* [Ejercicio A]
Según el texto dado, ¿en qué año planeaba Hitler organizar una Exposición Universal?

----- Texto dado

El ministro de Hacienda, Von Schwerin-Krosigk, no cesaba de poner objeciones y de formular protestas a causa de aquel derroche de fondos públicos. Hitler, para librarme de esas preocupaciones, se comparaba con el rey bávaro Luis II:

—¡Si el ministro de Hacienda supiera qué fuentes de ingresos va a tener el Estado en sólo cincuenta años gracias a mis obras! ¿Qué ocurrió con Luis II? Lo declararon loco a causa del coste de sus palacios. ¿Y qué pasa hoy? Pues que una gran parte de los turistas se dirige a la Alta Baviera precisamente para verlos. El dinero de las entradas ya hace tiempo que ha compensado lo que costaron aquellas edificaciones. ¿Qué opina usted? El mundo entero acudirá a Berlín para contemplar nuestras obras. A los americanos sólo tendremos que hacerles saber el coste de la Gran Sala. A lo mejor incluso exageramos un poco y decimos mil quinientos millones en lugar de mil. Y entonces tendrán que venir a verla: la construcción más cara del mundo.

Al examinar los planos, Hitler repetía con frecuencia: —Mi único deseo, Speer, es el de seguir con vida cuando todo esto se haya levantado. En 1950 organizaremos una Exposición Universal. Los edificios permanecerán sin ocupar hasta esa fecha y los inauguraremos para la exposición. ¡Invitaremos al mundo entero!

Aunque Hitler hablara así, era muy difícil adivinar sus verdaderos pensamientos. A mi esposa, que durante once años se vería privada de toda vida familiar, le prometí como consuelo un viaje alrededor del mundo para el año 1950.

----------
----- Listado proporcionado

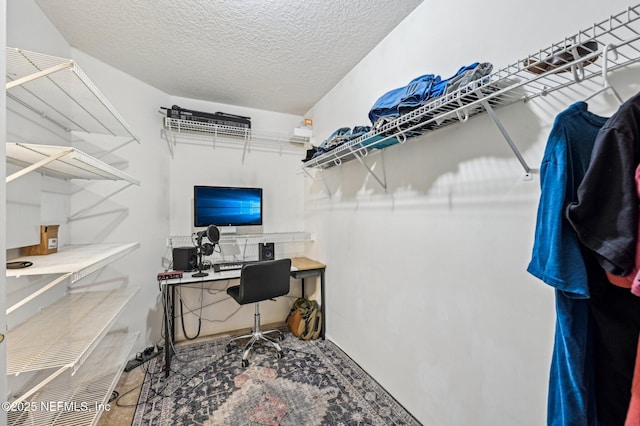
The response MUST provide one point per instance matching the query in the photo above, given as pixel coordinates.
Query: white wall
(426, 283)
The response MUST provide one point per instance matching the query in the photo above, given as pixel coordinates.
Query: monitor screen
(227, 206)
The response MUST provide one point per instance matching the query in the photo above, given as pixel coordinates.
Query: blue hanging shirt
(557, 261)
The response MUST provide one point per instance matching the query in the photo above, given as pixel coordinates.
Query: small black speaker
(267, 251)
(185, 259)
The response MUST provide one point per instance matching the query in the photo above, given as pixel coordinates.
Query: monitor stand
(227, 229)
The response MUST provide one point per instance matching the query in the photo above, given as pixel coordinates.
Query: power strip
(141, 358)
(169, 275)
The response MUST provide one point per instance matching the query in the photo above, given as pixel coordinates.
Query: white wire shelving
(80, 398)
(79, 260)
(214, 135)
(62, 162)
(584, 58)
(65, 333)
(57, 90)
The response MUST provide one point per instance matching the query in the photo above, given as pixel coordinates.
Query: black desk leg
(169, 326)
(323, 328)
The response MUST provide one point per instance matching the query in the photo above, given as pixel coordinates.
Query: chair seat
(260, 281)
(235, 293)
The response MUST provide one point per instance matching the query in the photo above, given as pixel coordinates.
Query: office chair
(260, 281)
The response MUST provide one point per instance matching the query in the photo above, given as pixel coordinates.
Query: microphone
(212, 233)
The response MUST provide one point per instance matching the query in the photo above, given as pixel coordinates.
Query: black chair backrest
(264, 280)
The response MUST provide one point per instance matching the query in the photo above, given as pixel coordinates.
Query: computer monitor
(226, 206)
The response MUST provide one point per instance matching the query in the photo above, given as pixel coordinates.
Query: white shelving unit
(588, 57)
(94, 381)
(66, 347)
(184, 131)
(62, 162)
(58, 91)
(64, 334)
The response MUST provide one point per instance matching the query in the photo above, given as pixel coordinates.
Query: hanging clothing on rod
(557, 260)
(605, 218)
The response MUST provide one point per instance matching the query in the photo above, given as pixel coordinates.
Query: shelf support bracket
(39, 164)
(39, 74)
(382, 181)
(39, 292)
(165, 133)
(512, 145)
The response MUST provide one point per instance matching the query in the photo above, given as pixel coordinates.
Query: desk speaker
(185, 258)
(266, 251)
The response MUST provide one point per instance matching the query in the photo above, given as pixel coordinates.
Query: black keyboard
(231, 266)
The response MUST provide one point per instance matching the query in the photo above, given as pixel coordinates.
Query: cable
(184, 331)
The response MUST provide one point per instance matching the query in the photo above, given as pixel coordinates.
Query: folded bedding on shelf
(422, 89)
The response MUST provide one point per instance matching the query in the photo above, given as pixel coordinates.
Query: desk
(301, 268)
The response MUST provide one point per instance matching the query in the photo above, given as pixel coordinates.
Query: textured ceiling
(276, 55)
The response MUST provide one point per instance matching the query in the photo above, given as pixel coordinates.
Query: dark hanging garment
(557, 260)
(605, 218)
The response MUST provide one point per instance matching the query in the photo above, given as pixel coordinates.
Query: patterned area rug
(315, 383)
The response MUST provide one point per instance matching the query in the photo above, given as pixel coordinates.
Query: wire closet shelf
(57, 90)
(593, 52)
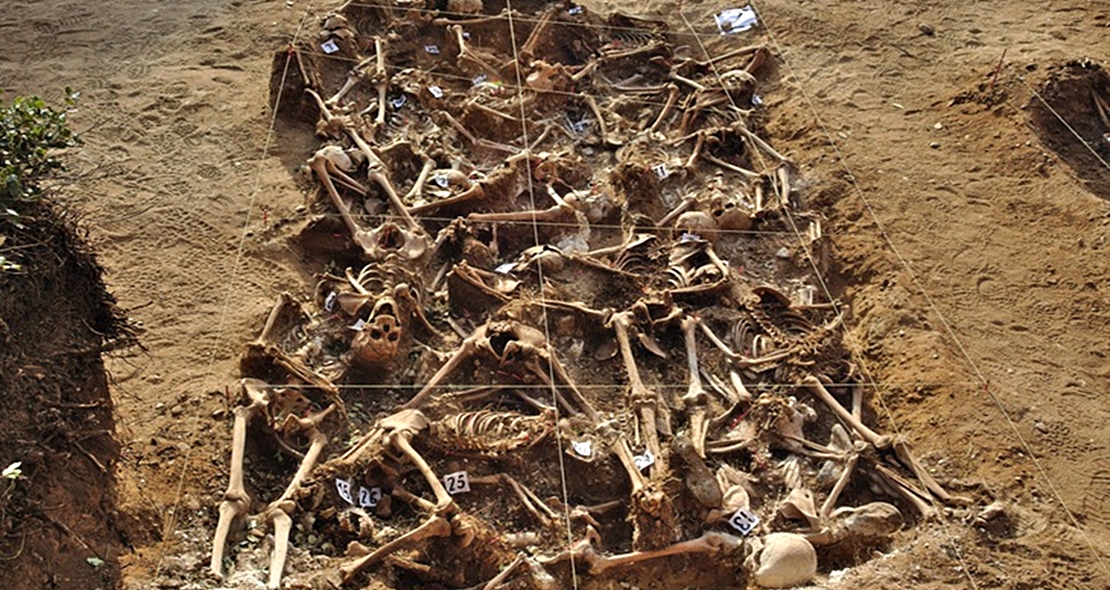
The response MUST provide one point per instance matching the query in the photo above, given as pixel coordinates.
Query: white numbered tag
(344, 488)
(584, 448)
(744, 521)
(369, 498)
(456, 482)
(736, 20)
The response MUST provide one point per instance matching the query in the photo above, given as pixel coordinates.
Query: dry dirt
(969, 233)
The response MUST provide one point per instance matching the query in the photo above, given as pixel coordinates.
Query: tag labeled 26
(369, 498)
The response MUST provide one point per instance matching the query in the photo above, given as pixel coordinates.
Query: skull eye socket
(498, 343)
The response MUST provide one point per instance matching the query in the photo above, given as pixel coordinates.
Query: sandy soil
(972, 253)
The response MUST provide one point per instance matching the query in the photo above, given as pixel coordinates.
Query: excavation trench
(59, 527)
(1079, 93)
(567, 326)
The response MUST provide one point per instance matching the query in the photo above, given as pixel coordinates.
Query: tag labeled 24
(744, 521)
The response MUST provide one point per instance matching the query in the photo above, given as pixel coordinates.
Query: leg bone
(436, 526)
(235, 501)
(881, 441)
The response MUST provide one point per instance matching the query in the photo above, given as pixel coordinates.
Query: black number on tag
(744, 521)
(456, 482)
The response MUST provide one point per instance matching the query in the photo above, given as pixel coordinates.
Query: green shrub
(29, 131)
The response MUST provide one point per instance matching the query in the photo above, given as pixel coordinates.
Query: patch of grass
(30, 134)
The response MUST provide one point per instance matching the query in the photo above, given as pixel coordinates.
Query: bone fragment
(672, 99)
(710, 542)
(642, 397)
(235, 501)
(785, 561)
(436, 526)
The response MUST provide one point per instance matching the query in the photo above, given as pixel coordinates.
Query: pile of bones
(566, 329)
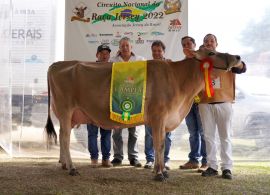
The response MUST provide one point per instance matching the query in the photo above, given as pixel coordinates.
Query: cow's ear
(189, 53)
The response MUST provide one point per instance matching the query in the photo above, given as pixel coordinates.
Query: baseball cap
(103, 47)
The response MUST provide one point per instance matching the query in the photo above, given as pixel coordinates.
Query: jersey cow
(80, 94)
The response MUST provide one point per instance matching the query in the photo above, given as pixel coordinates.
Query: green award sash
(127, 94)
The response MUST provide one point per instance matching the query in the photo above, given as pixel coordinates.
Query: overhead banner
(90, 23)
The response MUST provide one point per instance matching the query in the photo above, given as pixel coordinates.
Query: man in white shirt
(125, 55)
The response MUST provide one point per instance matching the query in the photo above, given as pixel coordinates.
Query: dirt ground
(44, 176)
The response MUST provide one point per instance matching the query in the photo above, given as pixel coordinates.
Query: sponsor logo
(115, 42)
(141, 33)
(128, 33)
(105, 35)
(93, 41)
(139, 41)
(175, 25)
(118, 35)
(129, 79)
(172, 6)
(33, 59)
(157, 33)
(105, 41)
(150, 41)
(80, 12)
(91, 35)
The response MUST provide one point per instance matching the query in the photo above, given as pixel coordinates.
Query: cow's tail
(51, 134)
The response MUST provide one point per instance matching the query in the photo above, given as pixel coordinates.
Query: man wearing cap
(125, 54)
(103, 55)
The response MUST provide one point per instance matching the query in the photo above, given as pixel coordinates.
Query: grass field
(44, 176)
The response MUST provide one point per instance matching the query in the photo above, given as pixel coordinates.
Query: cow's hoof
(165, 174)
(159, 177)
(74, 172)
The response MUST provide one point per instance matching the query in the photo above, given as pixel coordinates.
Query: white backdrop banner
(90, 23)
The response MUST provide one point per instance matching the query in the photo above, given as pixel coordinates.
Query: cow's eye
(211, 53)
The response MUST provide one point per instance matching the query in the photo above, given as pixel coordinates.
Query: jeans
(148, 145)
(217, 120)
(105, 142)
(196, 137)
(132, 144)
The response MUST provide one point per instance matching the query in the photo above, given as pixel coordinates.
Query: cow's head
(223, 61)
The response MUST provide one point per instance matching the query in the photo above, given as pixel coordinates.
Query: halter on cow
(80, 95)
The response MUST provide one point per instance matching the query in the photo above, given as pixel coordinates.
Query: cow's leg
(62, 159)
(65, 157)
(158, 133)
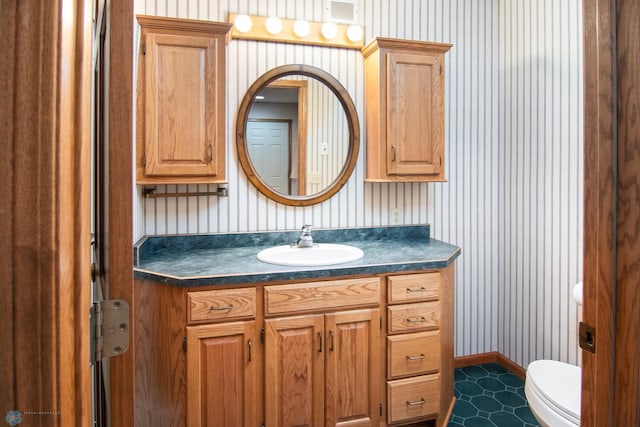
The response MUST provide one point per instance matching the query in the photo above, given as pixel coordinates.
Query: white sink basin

----------

* [Ejercicio B]
Cuenta las líneas del listado que contienen la palabra "white" y responde solo con el número.

* [Resultado del ejercicio A]
En 1950.

* [Resultado del ejercicio B]
7